__Yapılacak işler__
1. Tüm satırlarda "bounding box" ifadesini "enclosing box" ile değiştirip satırları yeniden yazın; başka hiçbir şeye dokunmayın.
2. Moğollar hakkındaki forum yazışmasını son cümlenin ardından sürdürün.

Moğollar

arkadaşlar, forumlarda böyle bir başlık açılmadı yanılmıyorsam, ki moğollar bence bu ülkeye rock müziği getiren kişilerin başında gelir...yorumlarınız?
 
Bence Moğollar müziği Rock değildir, "Moğollar" müziğidir. Çocukluğumda bana hep tatlı hayaller kurduran o "Günebakan"ı, "7/8-9/8"i, "Alageyik"i, "Nilüfer"i bir kategoriye sokmaya çalışmayı hep anlamsız bulmuşumdur. Apayrı bir boyuttur Moğollar benim hayatımda.

Engin Yörükoğlu gibi üstad bir baterist ile muhtelif zamanlarda aynı sahneyi paylaşıp beraber çalmış olmanın verdiği tadına doyum olmaz heyecanın yanında 96'da Bodrum Kalesi'nde verdikleri unutulmaz bir konserlerinde Moğollar'a sahne menejerliği yapmış olmanın gururunu da hep taşıyacağımı belirtmeliyim.

Sanatları üstün olan insanlar onlar.
 
Küçüklüğümden beri -babamında etkisiyle- dinlemiş ve sevmişimdir "Moğollar"ı, bircok konserlerinde zıpladım eğlendim çoştum..ve şimdi 21 Mayıs ta İzmir'de Moğollar'ın alt grubu olarak sahne alıcaz!!! :zipla

Çok mutlu ve gururluyum :D
Umarım tanışabilirim kendileriyle..
 
ben moğollar 94ün kaset kapağında cahit berkay'ın grup arkadaşlarıma teşekkür ederim demesine fena halde gıcığım. yapılanın hem engin ve taner babalara hem de serhat kardeşe büyük bir haksızlık olduğunu düşünüyorum. ama bunu benden başka kimsenin farketmemesi canımı sıkıyor aynı zamanda. ben mi yanlış anladım, yoksa gözleri kör eden bir saygı, ilahi bir dokunulmalık mı lütfedilmiş moğollar alameti farikasına anlayabilmiş değilim.

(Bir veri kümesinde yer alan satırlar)
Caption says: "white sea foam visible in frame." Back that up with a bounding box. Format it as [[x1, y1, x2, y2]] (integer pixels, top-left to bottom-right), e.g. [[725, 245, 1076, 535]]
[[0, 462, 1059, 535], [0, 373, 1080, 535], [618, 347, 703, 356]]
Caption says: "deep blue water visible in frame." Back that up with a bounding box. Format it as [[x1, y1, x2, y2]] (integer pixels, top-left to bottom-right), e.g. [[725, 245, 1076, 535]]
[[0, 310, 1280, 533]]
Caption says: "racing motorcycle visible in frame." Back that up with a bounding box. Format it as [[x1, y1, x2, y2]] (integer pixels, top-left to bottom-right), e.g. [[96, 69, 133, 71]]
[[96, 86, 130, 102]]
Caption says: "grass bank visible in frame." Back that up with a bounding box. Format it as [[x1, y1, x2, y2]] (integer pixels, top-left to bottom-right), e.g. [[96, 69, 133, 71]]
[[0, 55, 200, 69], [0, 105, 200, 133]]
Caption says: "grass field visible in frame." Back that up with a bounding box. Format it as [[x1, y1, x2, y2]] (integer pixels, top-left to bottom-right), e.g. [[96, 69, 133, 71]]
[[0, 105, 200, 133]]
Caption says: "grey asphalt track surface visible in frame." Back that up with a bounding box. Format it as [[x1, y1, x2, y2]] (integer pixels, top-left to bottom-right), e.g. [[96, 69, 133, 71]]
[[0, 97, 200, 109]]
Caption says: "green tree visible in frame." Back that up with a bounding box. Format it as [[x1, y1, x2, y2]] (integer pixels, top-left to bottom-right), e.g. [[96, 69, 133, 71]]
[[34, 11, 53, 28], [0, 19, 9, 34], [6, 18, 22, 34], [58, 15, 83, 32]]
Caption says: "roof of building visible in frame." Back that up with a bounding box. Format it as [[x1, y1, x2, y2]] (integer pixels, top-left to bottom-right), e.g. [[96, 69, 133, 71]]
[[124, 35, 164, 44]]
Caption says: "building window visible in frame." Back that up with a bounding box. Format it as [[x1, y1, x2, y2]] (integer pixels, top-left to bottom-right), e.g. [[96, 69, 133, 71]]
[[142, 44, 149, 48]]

__Çözülmüş görevler__
1.
Caption says: "white sea foam visible in frame." Back that up with a enclosing box. Format it as [[x1, y1, x2, y2]] (integer pixels, top-left to bottom-right), e.g. [[725, 245, 1076, 535]]
[[0, 462, 1059, 535], [0, 373, 1080, 535], [618, 347, 703, 356]]
Caption says: "deep blue water visible in frame." Back that up with a enclosing box. Format it as [[x1, y1, x2, y2]] (integer pixels, top-left to bottom-right), e.g. [[725, 245, 1076, 535]]
[[0, 310, 1280, 533]]
Caption says: "racing motorcycle visible in frame." Back that up with a enclosing box. Format it as [[x1, y1, x2, y2]] (integer pixels, top-left to bottom-right), e.g. [[96, 69, 133, 71]]
[[96, 86, 130, 102]]
Caption says: "grass bank visible in frame." Back that up with a enclosing box. Format it as [[x1, y1, x2, y2]] (integer pixels, top-left to bottom-right), e.g. [[96, 69, 133, 71]]
[[0, 55, 200, 69], [0, 105, 200, 133]]
Caption says: "grass field visible in frame." Back that up with a enclosing box. Format it as [[x1, y1, x2, y2]] (integer pixels, top-left to bottom-right), e.g. [[96, 69, 133, 71]]
[[0, 105, 200, 133]]
Caption says: "grey asphalt track surface visible in frame." Back that up with a enclosing box. Format it as [[x1, y1, x2, y2]] (integer pixels, top-left to bottom-right), e.g. [[96, 69, 133, 71]]
[[0, 97, 200, 109]]
Caption says: "green tree visible in frame." Back that up with a enclosing box. Format it as [[x1, y1, x2, y2]] (integer pixels, top-left to bottom-right), e.g. [[96, 69, 133, 71]]
[[34, 11, 53, 28], [0, 19, 9, 34], [6, 18, 22, 34], [58, 15, 83, 32]]
Caption says: "roof of building visible in frame." Back that up with a enclosing box. Format it as [[x1, y1, x2, y2]] (integer pixels, top-left to bottom-right), e.g. [[96, 69, 133, 71]]
[[124, 35, 164, 44]]
Caption says: "building window visible in frame." Back that up with a enclosing box. Format it as [[x1, y1, x2, y2]] (integer pixels, top-left to bottom-right), e.g. [[96, 69, 133, 71]]
[[142, 44, 149, 48]]

2.
moğollar babam sayesinde benimde çocukluğumu doldurdu... geçen yıl onlara bi teşekkür amacıyla okul ödevimi moğollar olarak aldım.. arayıp uğraşıp cahit berkaya ulaştım.. sakaryada olduum için yüzyüze görüşemedim ama uzuuuun uzuuun tel. sohbetleri yaptık ve ben bi kez daha sevdim onları orda.
onların alageyikleri, ölüler altın takarmıları hatta amatörce yaptıkları ing. parçalar bile güzel.
yalnız şöyle bi durumda var. artık evde açıp moğolları dinlemiyorum.sanırım bu da anadolu rockı yeniler yüzünden sevmemeye başlamamdan...
allaa allaa ben fena saçmalamışım. heeyyy bunnar benim içsel şeylerimm... neyyseeee sonuç olarak moğollar kanımca türkiyeye sert müziği(omların yaptıkları ozamanlar türkiyeye höre oldukça sertti) farklılığı getirenm müziği sıradanlıktan çıkaran orjinallerle uğraşan EN BABA GRUPTUR
 
Ben Moğollar'ın Ankara'da, Bilkent Odeon'daki konserlerine gitmiştim. Inti-Illimani de çıktı sahneye hatta...

Ne diyeyim, adamlar çalıyor! Genel olarak konser güzeldi, özellikle "Güm Güm" isimli parçalarında davulcuları Engin "Amca" nın ellerini göremedim, tek görebildiğim bulanık bir şeydi.

Moğollar Türkiye'de iyi müzik yapan gruplardan biri, Türk müziğine de oldukça arka çıkıyorlar...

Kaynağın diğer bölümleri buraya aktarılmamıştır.